Copy these lines word for word, starting at the line that contains "Where can you spot the window?" and ending at the last line of the items.
**** ITEMS
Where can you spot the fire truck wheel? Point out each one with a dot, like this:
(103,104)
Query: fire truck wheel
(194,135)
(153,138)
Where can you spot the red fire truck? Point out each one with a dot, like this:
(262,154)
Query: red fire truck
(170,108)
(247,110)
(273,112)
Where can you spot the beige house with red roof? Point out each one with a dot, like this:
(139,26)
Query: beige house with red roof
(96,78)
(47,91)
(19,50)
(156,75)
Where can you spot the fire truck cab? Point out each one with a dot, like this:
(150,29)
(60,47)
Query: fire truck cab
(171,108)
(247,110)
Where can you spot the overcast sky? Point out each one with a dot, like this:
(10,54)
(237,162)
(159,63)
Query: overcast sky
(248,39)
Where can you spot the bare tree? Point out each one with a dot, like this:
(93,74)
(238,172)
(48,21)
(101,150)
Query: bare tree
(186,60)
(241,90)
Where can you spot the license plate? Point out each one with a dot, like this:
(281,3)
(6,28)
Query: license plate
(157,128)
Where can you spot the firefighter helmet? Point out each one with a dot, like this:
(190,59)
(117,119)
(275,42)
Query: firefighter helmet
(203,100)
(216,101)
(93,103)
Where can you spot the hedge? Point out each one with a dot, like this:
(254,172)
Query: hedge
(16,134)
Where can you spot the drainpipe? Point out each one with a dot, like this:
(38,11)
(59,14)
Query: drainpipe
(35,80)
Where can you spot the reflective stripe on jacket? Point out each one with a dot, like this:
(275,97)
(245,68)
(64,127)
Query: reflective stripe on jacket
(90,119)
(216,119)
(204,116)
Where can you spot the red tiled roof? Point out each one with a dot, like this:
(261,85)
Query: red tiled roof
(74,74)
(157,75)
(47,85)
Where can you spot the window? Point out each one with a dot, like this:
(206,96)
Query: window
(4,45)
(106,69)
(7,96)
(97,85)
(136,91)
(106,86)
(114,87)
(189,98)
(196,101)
********
▶ [OUTPUT BELOW]:
Where can you spot the window? Point out each one with a dot, like this:
(206,96)
Query: window
(4,45)
(106,69)
(7,96)
(97,85)
(136,91)
(106,86)
(114,87)
(189,98)
(196,101)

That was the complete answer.